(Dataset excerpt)
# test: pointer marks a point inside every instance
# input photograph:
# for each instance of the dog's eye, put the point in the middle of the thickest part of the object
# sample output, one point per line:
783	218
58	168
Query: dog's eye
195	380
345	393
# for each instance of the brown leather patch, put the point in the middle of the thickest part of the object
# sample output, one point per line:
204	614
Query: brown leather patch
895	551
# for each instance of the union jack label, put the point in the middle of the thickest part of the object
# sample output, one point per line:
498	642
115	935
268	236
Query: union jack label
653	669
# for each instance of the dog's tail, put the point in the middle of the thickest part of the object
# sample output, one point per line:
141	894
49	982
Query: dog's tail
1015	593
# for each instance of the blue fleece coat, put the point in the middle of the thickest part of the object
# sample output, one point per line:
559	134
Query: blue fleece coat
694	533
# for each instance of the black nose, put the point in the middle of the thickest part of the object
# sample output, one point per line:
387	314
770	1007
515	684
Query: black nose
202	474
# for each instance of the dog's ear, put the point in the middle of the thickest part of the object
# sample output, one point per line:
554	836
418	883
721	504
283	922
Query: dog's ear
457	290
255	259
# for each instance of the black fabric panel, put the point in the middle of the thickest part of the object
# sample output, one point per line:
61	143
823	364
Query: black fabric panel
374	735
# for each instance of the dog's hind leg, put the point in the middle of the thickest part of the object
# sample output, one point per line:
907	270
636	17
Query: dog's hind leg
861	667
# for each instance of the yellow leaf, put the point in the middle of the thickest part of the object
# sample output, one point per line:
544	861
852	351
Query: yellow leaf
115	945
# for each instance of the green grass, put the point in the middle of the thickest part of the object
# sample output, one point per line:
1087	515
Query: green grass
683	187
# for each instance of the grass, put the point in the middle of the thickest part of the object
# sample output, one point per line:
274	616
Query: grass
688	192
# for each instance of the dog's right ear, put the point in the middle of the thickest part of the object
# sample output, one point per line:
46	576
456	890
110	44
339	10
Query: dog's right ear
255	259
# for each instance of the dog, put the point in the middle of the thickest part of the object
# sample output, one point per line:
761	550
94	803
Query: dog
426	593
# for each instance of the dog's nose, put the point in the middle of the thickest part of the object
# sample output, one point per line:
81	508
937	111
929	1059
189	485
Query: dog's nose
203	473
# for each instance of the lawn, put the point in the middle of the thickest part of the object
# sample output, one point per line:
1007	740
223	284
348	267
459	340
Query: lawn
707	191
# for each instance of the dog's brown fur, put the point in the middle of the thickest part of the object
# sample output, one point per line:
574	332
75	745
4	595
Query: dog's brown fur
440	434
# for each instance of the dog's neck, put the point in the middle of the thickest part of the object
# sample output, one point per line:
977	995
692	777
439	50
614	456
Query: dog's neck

- INSTRUCTIONS TO FOLLOW
Reproduce all of the material above, line for line, with no changes.

- SOLUTION TO THIS TASK
# test: pointer marks a point inside every instance
# input photograph:
# for each instance of the dog's eye, put the point in the middle of the thickest part of the object
# sample output, one point per line:
783	218
58	168
Query: dog's eye
195	380
345	393
# for each instance of the brown leather patch, put the point in the middle of the thickest part of the object
# sample output, one point per line:
204	614
Query: brown leather patch
895	551
# for each instance of the union jack label, put the point in the middle of the thickest part of the object
# sample output, one point per line:
498	642
115	935
268	236
Query: union jack label
653	669
# for each instance of the dog's tail, put the point in the middle of the thickest part of the object
# sample output, one point per line:
141	894
49	982
Query: dog's tail
1015	593
# for each instance of the blue fleece coat, put the point in the middle of the thickest part of the object
# sample output, one point per line:
559	134
Query: blue fleece coat
694	533
# for each instance of the black nose, put the point in the middle of the thickest part of the object
# sample output, one point per line:
387	314
770	1007
515	684
Query: black nose
202	474
# for each instance of the dog's ear, put the point in the middle of the thickest part of the object
# sample output, one point per line:
554	836
418	883
721	504
283	922
Query: dog's ear
457	290
255	259
# for each instance of the black fabric panel, put the point in the middle of the thickest part of the object
# sample output, one point per line:
61	143
823	364
Query: black fabric panel
374	735
# for each instance of the dog's hind leg, put the point in the middle of the thickest part of the object
# sample output, one point per line:
907	270
636	17
Query: dog's hind leg
861	667
# for each instance of the yellow leaf, put the point in the middle of the thickest part of the object
# sample output, one point per line:
544	861
852	351
Query: yellow leaf
115	945
# for each instance of the green grass, put the point in the middle of the thickest part of the object
# sample output, one point per line:
1087	515
Query: green grass
683	187
# for each instance of the grass, put the point in the middle of the thickest part of the object
# sample output, one point per line:
274	616
Query: grass
688	192
# for each instance of the dog's right ear, put the point in the middle of the thickest part of the object
# sample output, one point per line:
46	576
456	890
110	44
339	10
Query: dog's right ear
255	259
# for each instance of the dog, put the point in the middle of the thickest part of the object
# sample output, one point per line:
761	550
94	803
Query: dog
426	593
# for each instance of the dog's nose, put the point in the middle of the thickest part of the object
# sample output, one point per line:
81	508
937	111
929	1059
189	485
Query: dog's nose
203	473
# for each instance of the lawn, put the point in the middle of the thickest part of the object
# sample output, one point per line:
1007	740
223	284
348	267
459	340
Query: lawn
707	191
# for each instance of the dog's brown fur, put the point in the middle of the thickest part of the object
# sample output, one point per line:
574	332
75	745
4	595
Query: dog's brown fur
440	434
# for each instance of the dog's neck, put the point in the middle of the thickest part of the object
# sample output, one point per line:
977	995
692	777
439	50
614	456
Query: dog's neck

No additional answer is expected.